▶ **Requirement**: Format the lines as a numbered list, from the start of the items through the line containing "box: [0, 221, 612, 408]", including both ends and leaving out blank lines. Leave the pictures out of your answer.

Segmentation mask data:
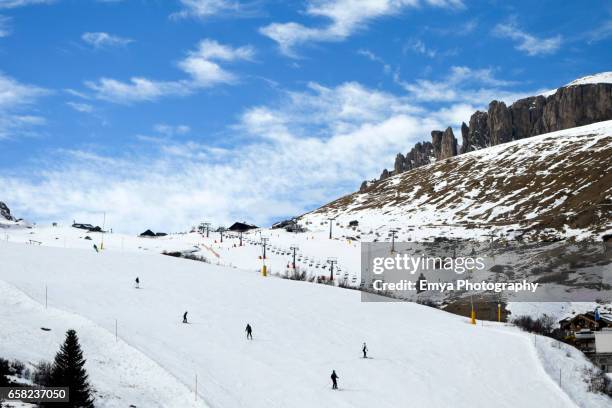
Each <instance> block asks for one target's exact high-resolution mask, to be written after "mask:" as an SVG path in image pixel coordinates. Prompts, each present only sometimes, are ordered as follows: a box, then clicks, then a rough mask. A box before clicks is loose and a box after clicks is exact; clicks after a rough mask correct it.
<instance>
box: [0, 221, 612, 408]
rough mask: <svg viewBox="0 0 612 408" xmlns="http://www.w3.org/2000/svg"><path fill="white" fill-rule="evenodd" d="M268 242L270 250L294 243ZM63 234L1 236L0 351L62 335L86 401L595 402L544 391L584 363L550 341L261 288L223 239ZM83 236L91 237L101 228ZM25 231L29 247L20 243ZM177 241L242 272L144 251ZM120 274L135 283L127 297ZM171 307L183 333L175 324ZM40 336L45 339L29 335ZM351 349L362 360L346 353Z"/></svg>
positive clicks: (42, 348) (460, 319)
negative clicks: (2, 238) (195, 395)
mask: <svg viewBox="0 0 612 408" xmlns="http://www.w3.org/2000/svg"><path fill="white" fill-rule="evenodd" d="M263 233H264V234H270V235H271V234H272V232H270V231H264V232H263ZM20 234H21V235H20ZM278 234H279V235H278V236H277V237H276V238H275V239H276V241H277V242H279V243H280V242H281V240H284V241H282V242H284V243H286V244H289V243H291V242H292V241H291V239H293V240H297V239H298V238H296V237H295V236H293V235H290V234H287V235H286V236H282V237H281V235H280V234H281V233H278ZM285 234H286V233H285ZM79 235H81V236H82V235H84V234H83V232H81V231H78V230H74V229H71V228H35V229H23V230H21V231H18V232H17V231H14V230H12V231H11V232H10V235H7V236H6V237H4V239H3V240H0V260H1V263H0V321H2V325H1V326H0V355H2V356H3V357H5V358H19V359H22V360H26V361H31V362H37V361H39V360H40V359H48V360H50V359H52V357H53V354H54V352H55V351H56V350H57V348H58V345H59V343H60V342H61V340H62V338H63V334H64V332H65V330H66V329H68V328H75V329H76V330H77V332H78V334H79V336H80V339H81V343H82V347H83V350H84V354H85V357H86V358H87V359H88V363H87V369H88V371H89V373H90V377H91V381H92V384H93V385H94V387H95V388H96V390H97V392H98V394H97V395H98V398H97V402H98V404H99V406H103V407H119V406H121V407H125V406H128V405H129V404H134V405H136V406H138V407H141V406H146V407H149V406H151V407H156V406H163V407H177V408H178V407H189V406H211V407H264V406H265V407H298V408H299V407H313V406H317V407H332V406H333V407H372V406H376V407H397V406H402V404H405V403H406V401H410V404H411V406H427V407H448V406H453V407H473V406H497V407H518V406H520V407H540V406H544V405H546V406H555V407H574V406H580V407H586V406H588V407H604V406H609V403H610V400H609V399H606V398H604V397H603V396H601V395H596V394H592V393H588V392H587V391H586V384H585V383H584V382H583V381H581V379H580V378H579V377H580V375H579V374H576V375H575V376H577V377H576V378H573V380H574V381H572V382H570V381H567V384H565V382H562V385H561V388H560V387H559V384H558V380H557V375H558V374H556V373H555V369H556V368H557V367H558V366H560V365H563V367H564V370H568V371H573V372H576V373H579V372H582V368H583V367H584V366H588V365H589V364H590V363H588V362H587V361H586V360H584V359H582V360H581V359H579V358H568V357H564V356H566V354H565V353H557V352H556V350H555V349H554V347H553V345H551V346H550V347H546V342H545V341H542V342H539V343H538V342H534V340H533V336H531V335H528V334H526V333H523V332H520V331H519V330H518V329H516V328H514V327H510V326H505V325H503V324H496V323H487V324H485V325H484V326H482V325H480V324H479V325H477V326H472V325H470V324H469V323H468V321H467V319H465V318H463V317H460V316H455V315H451V314H448V313H446V312H443V311H439V310H436V309H432V308H428V307H426V306H421V305H417V304H413V303H400V302H390V303H378V302H377V303H362V302H361V298H360V294H359V292H357V291H352V290H345V289H341V288H336V287H330V286H325V285H317V284H312V283H307V282H296V281H288V280H284V279H277V278H273V277H268V278H263V277H261V276H260V275H259V274H258V273H255V272H254V269H255V265H258V264H259V263H260V262H261V261H260V260H259V259H258V257H257V254H258V253H259V251H261V248H259V247H256V246H251V245H247V246H244V247H238V246H236V247H234V245H235V244H236V243H237V240H236V239H225V240H224V243H223V245H221V244H220V243H218V242H217V243H215V242H214V241H215V240H218V236H217V234H211V237H210V238H208V239H206V238H203V237H201V236H199V235H198V234H185V235H177V236H169V237H165V238H157V239H143V238H135V237H127V236H121V235H119V234H106V236H105V244H104V246H105V248H106V249H105V250H104V251H101V252H100V253H96V252H94V251H93V250H92V249H91V245H92V241H88V240H84V239H82V237H79ZM90 235H92V234H90ZM93 235H95V237H94V239H95V240H96V241H94V242H99V238H100V235H101V234H93ZM213 235H214V236H213ZM32 236H33V237H35V240H36V241H38V242H41V245H37V244H34V245H25V244H23V242H27V238H28V237H32ZM290 237H293V238H290ZM298 237H300V238H299V239H300V240H301V241H299V243H300V244H301V248H303V250H312V251H315V248H321V247H326V248H327V247H331V249H329V250H330V251H331V250H333V249H334V248H336V247H337V248H344V250H341V251H340V252H342V253H346V254H350V253H353V254H355V252H354V251H356V250H357V249H356V247H355V246H353V245H352V244H349V243H347V242H344V241H340V240H331V241H329V240H328V239H327V238H324V237H323V235H322V234H317V236H315V235H310V236H309V235H307V234H299V235H298ZM0 238H3V237H1V236H0ZM6 238H8V239H9V241H18V242H20V243H14V242H7V241H6ZM189 244H194V245H197V246H198V247H199V248H203V247H204V246H205V247H208V248H210V251H209V250H208V249H204V250H202V251H203V252H202V253H206V251H208V252H210V253H212V251H214V252H216V253H218V254H220V258H217V261H218V262H219V263H224V264H226V265H227V264H228V263H230V262H231V263H235V264H236V263H239V261H240V260H243V261H242V262H244V264H245V265H246V264H247V261H248V265H250V267H249V268H244V269H236V268H229V267H224V266H217V265H211V264H207V263H203V262H195V261H189V260H184V259H176V258H172V257H167V256H162V255H159V252H160V250H161V249H162V247H163V248H164V249H179V248H180V249H186V248H185V246H188V245H189ZM309 245H310V246H311V247H309ZM63 246H66V247H67V248H63ZM75 247H76V248H75ZM145 248H146V249H145ZM309 248H310V249H309ZM337 248H336V249H337ZM317 250H318V249H317ZM322 252H323V253H324V251H322ZM323 253H321V251H320V252H319V256H321V257H323ZM229 254H232V255H229ZM274 256H275V257H277V258H278V259H277V261H276V262H277V263H278V264H280V262H281V261H282V262H283V263H284V262H286V256H285V257H283V256H281V255H274ZM345 256H346V257H350V255H345ZM268 262H272V260H268ZM346 263H350V262H348V261H346ZM235 264H234V266H235ZM245 269H246V270H245ZM135 276H139V277H140V280H141V287H142V288H141V289H135V288H134V287H133V280H134V278H135ZM45 286H46V287H47V288H48V305H49V306H48V309H45V307H44V303H45V300H44V299H45ZM185 310H188V311H189V320H190V324H188V325H186V324H182V323H181V318H182V313H183V312H184V311H185ZM115 319H117V321H118V327H119V330H118V333H119V336H118V337H119V339H118V340H119V341H115V337H114V324H115ZM247 322H248V323H250V324H251V325H252V326H253V328H254V337H255V339H254V340H253V341H247V340H246V339H245V334H244V327H245V325H246V323H247ZM42 326H44V327H49V328H51V329H52V331H51V332H43V331H41V330H40V327H42ZM364 341H365V342H367V344H368V347H369V349H370V354H371V356H372V358H371V359H362V358H360V346H361V343H362V342H364ZM536 344H537V345H536ZM332 369H335V370H336V372H337V373H338V375H339V376H340V380H339V383H340V391H339V392H335V391H332V390H331V389H330V380H329V375H330V374H331V370H332ZM196 374H197V376H198V401H197V402H196V401H195V376H196Z"/></svg>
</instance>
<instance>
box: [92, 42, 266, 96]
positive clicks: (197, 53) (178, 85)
mask: <svg viewBox="0 0 612 408" xmlns="http://www.w3.org/2000/svg"><path fill="white" fill-rule="evenodd" d="M254 54H255V51H254V49H253V48H252V47H250V46H244V47H237V48H234V47H231V46H228V45H223V44H220V43H218V42H217V41H214V40H210V39H204V40H202V41H200V43H199V44H198V46H197V48H196V49H195V50H192V51H189V52H188V53H187V56H186V57H185V58H183V59H182V60H181V61H179V62H178V64H177V65H178V67H179V68H180V69H181V70H182V71H183V72H185V73H186V74H188V77H187V78H184V79H180V80H175V81H159V80H153V79H148V78H144V77H132V78H130V80H129V81H128V82H123V81H119V80H116V79H112V78H101V79H99V80H98V81H87V82H86V83H85V85H86V86H87V87H88V88H89V89H91V90H93V91H94V92H95V97H96V98H98V99H102V100H106V101H109V102H115V103H123V104H130V103H134V102H141V101H155V100H157V99H159V98H161V97H164V96H184V95H189V94H191V93H193V92H195V91H197V90H199V89H202V88H208V87H212V86H215V85H219V84H232V83H235V82H236V81H237V77H236V76H235V75H234V74H233V73H231V72H229V71H227V70H225V69H224V68H222V67H221V65H220V64H219V63H220V62H234V61H239V60H246V61H250V60H252V58H253V56H254Z"/></svg>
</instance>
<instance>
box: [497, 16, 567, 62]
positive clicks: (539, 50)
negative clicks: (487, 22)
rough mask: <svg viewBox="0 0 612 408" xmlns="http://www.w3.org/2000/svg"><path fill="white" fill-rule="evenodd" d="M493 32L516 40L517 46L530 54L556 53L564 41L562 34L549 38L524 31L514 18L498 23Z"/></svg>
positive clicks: (527, 54)
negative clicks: (529, 33)
mask: <svg viewBox="0 0 612 408" xmlns="http://www.w3.org/2000/svg"><path fill="white" fill-rule="evenodd" d="M493 33H494V34H495V35H497V36H498V37H502V38H509V39H511V40H514V41H516V46H515V48H516V49H517V50H519V51H523V52H525V53H526V54H527V55H530V56H536V55H546V54H554V53H555V52H557V50H558V49H559V48H560V47H561V41H562V37H561V35H560V34H558V35H556V36H554V37H549V38H538V37H536V36H534V35H531V34H529V33H527V32H525V31H522V30H521V29H520V28H519V27H518V25H517V24H516V23H515V22H514V21H513V20H510V21H509V22H507V23H504V24H498V25H497V26H495V28H494V29H493Z"/></svg>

▶ **Your response**:
1. Each <instance> block asks for one target's exact high-resolution mask, to be written after "mask:" as an SVG path in image pixel coordinates. Prompts, each present only sometimes, are ordered as follows: a box, then clicks, then a rough mask. A box before clicks is loose and a box after clicks is exact; clicks after a rough mask correct it.
2. <instance>
3. box: [0, 221, 612, 408]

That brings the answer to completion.